** begin INFORMATION GIVEN **
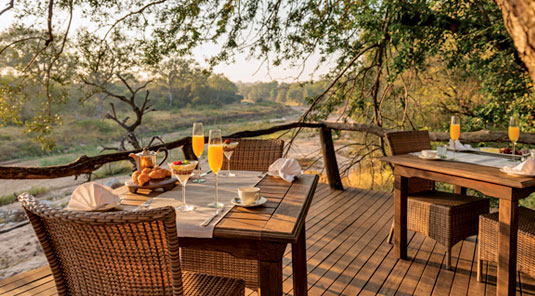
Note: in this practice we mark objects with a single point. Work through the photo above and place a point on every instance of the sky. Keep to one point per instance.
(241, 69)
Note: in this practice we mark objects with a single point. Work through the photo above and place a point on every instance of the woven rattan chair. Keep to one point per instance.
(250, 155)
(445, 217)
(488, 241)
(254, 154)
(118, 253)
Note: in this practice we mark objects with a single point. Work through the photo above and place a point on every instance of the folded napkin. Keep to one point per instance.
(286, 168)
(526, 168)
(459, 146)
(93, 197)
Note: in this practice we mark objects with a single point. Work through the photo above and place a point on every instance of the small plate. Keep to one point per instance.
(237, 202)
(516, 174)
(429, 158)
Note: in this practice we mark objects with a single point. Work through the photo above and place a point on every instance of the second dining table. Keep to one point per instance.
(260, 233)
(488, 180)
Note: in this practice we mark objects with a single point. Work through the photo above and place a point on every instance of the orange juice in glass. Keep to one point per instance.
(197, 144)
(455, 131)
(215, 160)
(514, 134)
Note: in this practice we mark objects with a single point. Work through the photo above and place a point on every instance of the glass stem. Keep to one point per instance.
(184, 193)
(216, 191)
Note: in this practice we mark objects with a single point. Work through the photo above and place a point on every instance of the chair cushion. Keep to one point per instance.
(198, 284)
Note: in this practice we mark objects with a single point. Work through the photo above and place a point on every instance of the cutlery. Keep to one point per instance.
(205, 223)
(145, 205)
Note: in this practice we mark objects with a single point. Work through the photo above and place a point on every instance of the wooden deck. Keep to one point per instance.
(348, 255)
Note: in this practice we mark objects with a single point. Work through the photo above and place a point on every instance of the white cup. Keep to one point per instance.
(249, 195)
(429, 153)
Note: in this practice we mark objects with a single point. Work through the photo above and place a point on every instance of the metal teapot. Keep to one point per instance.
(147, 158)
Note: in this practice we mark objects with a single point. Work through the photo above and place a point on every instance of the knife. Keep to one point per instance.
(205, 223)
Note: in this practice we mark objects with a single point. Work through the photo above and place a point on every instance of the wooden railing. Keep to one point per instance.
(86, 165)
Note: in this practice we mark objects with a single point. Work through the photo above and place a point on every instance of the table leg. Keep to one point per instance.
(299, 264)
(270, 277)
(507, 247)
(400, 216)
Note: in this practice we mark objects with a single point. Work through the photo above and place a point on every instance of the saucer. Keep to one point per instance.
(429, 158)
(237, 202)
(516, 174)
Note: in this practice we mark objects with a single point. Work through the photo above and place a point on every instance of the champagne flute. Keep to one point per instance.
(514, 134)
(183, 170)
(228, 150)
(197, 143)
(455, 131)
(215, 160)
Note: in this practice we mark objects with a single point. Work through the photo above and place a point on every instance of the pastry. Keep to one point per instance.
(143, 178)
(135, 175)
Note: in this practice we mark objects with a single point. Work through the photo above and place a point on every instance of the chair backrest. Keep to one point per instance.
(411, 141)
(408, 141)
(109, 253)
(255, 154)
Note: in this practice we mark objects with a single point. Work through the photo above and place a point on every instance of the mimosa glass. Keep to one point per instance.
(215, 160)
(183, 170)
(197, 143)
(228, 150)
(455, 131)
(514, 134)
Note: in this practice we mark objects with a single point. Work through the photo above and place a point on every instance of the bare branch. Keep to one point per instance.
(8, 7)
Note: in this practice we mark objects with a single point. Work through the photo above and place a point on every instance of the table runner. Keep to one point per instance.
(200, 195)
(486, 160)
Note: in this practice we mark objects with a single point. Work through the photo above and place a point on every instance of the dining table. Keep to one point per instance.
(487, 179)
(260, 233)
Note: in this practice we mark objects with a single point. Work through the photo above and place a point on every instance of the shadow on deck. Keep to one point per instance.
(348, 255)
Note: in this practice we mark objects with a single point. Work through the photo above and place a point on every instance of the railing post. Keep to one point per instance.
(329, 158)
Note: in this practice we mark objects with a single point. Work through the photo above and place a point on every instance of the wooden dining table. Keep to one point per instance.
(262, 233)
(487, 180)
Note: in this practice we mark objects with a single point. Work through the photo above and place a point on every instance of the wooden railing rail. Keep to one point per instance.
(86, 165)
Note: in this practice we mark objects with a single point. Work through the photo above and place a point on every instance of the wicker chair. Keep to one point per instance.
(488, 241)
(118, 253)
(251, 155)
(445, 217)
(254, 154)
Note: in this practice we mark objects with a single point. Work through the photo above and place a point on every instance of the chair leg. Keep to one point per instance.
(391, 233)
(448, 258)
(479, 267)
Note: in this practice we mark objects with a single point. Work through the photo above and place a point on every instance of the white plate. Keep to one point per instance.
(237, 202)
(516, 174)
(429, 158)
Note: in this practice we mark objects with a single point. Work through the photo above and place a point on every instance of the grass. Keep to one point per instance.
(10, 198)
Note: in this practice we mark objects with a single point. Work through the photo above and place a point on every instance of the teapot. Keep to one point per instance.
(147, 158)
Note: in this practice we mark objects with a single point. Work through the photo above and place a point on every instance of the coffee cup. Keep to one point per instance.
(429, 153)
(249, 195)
** end INFORMATION GIVEN **
WRITTEN INSTRUCTION = Can you copy out every item above word for word, leaving out the picture?

EXERCISE RESULT =
Note: in this practice we mark objects with a single point. Work through the photo above and place a point on every instance of the sky. Keep to one point per instance.
(241, 69)
Note: in this practice we mark objects with a single point. Work through the photo above and place a point on every instance of the woven rattan chair. Keep to one point per instance.
(250, 155)
(445, 217)
(488, 241)
(254, 154)
(118, 253)
Note: in this practice we mark objects with a single point. Work through the photo above and place a point on every instance of the folded napkin. Keep to one point per instance.
(286, 168)
(526, 168)
(459, 146)
(93, 197)
Note: in this practice we mark objects with a single point. Work through the photo above and place a point on every instance of the small plate. Keep to one point per instance.
(237, 202)
(516, 174)
(429, 158)
Note: in this practice we mark objects with a single point. Work through the photo above and place a point on every instance of the second dining table. Keep to one point per instance.
(260, 233)
(488, 180)
Note: in this practice we mark objects with a single point. Work through the photo above and place a point on every instance of the orange juice in glass. Keep to one point per instance.
(197, 144)
(455, 131)
(215, 160)
(514, 134)
Note: in this practice we mark objects with a single point. Work through the photo above and place a point on every instance of the glass stem. Keep to one point per instance.
(184, 193)
(216, 191)
Note: in this practice we mark objects with a single point. Work through the photo above and place a point on every instance of the chair cushion. Keep to one point per instance.
(198, 284)
Note: in this practice we mark objects with a single point. Work through the photo above and place a point on every instance of the cutlery. Keep to one point per instance.
(205, 223)
(145, 205)
Note: in this practice we mark objects with a single point. Work through the photo above and place a point on every instance of the wooden deck. Keep to one point per instance.
(348, 255)
Note: in this practice we mark objects with a single point. Work through the photo above and place a point on every instance of the white cup. Keep to one point per instance.
(249, 195)
(429, 153)
Note: in this practice we mark objects with a single point. Work through the photo above and place a point on every instance of the metal teapot. Keep to one point per instance.
(147, 158)
Note: in this practice we mark objects with a single point. Work through the photo above and place a point on every instance of the knife. Keep to one point per instance.
(205, 223)
Note: in this practice we mark objects with a single point. Work through the photo above and place a point on every instance of the wooden railing. Keep to one point per instance.
(86, 165)
Note: in this practice we mark objects with a single point. Work through the photo above and place a point on every instance of the table leg. Keep to one point per instance.
(299, 264)
(270, 277)
(507, 247)
(400, 216)
Note: in this practice we mark objects with a single point. Work through the photo above and place a point on every instance of the saucer. Keep to one point per instance.
(429, 158)
(237, 202)
(516, 174)
Note: in this practice we mark objects with a single point. Work through the photo above and place a point on every instance of the champagne flute. Keep to one point per instance.
(514, 134)
(183, 170)
(228, 150)
(197, 143)
(455, 131)
(215, 160)
Note: in this practice we mark objects with a single point. Work through the photo above and place a point on every instance of the pastry. Keep to one point per instance.
(143, 178)
(135, 175)
Note: in this practice we mark objects with a single point. Work through the photo above and place a point on every instance of the chair backrest. Keep to one point per instance.
(411, 141)
(408, 141)
(109, 253)
(255, 154)
Note: in this practice we mark objects with a single point. Work through the photo above and place a point on every instance of the mimosa glass. Keep to one point per instance.
(215, 160)
(183, 170)
(197, 143)
(228, 150)
(455, 131)
(514, 134)
Note: in this practice we mark objects with a single point. Work through the photo above and place a point on every instance of the bare branch. Keep to one point per instance.
(8, 7)
Note: in this practice we mark objects with a single point. Work through the photo above and place a point on every instance of the table runner. Keep to one point per instance.
(200, 195)
(486, 160)
Note: in this practice we mark objects with a single point. Work through the photo above and place a point on every instance of the dining table. Keep to one point per instance.
(487, 179)
(260, 233)
Note: in this practice we mark objects with a single point. Work through the photo above and place a point on every instance of the shadow on deck. Keep to one point per instance.
(348, 255)
Note: in this practice we mark objects with a single point. Work through the photo above and place a point on every instance of the railing post. Keep to one point per instance.
(329, 158)
Note: in this practice we mark objects with a single point. Work through the photo above and place a point on every instance of the wooden dining table. Keep to one point per instance.
(262, 233)
(487, 180)
Note: in this practice we mark objects with a single point. Work through the photo above and place a point on every instance of the wooden railing rail. Keep to one point per instance.
(86, 165)
Note: in this practice we mark objects with a single point. Work through the photo above and place a point on every instance of the wicker chair. Keep to one point per instance.
(488, 241)
(118, 253)
(251, 155)
(445, 217)
(254, 154)
Note: in this practice we mark objects with a single point. Work through the photo above and place a point on every instance of the chair leg. Keep to one point per instance.
(391, 233)
(448, 258)
(479, 267)
Note: in this practice we mark objects with a single point. Work through the photo above and place a point on every instance of the white plate. Keep to one point per instance.
(237, 202)
(516, 174)
(429, 158)
Note: in this practice we mark objects with a single point. Work through the photo above and place a point on every instance of the grass. Keep to one point per instance.
(10, 198)
Note: in this practice we mark objects with a single point. Work through the photo above and place a point on every instance of the teapot. Keep to one point per instance.
(147, 158)
Note: in this practice we mark objects with a single point. Work through the photo above and place a point on every instance of the coffee cup. Keep to one point per instance.
(429, 153)
(249, 195)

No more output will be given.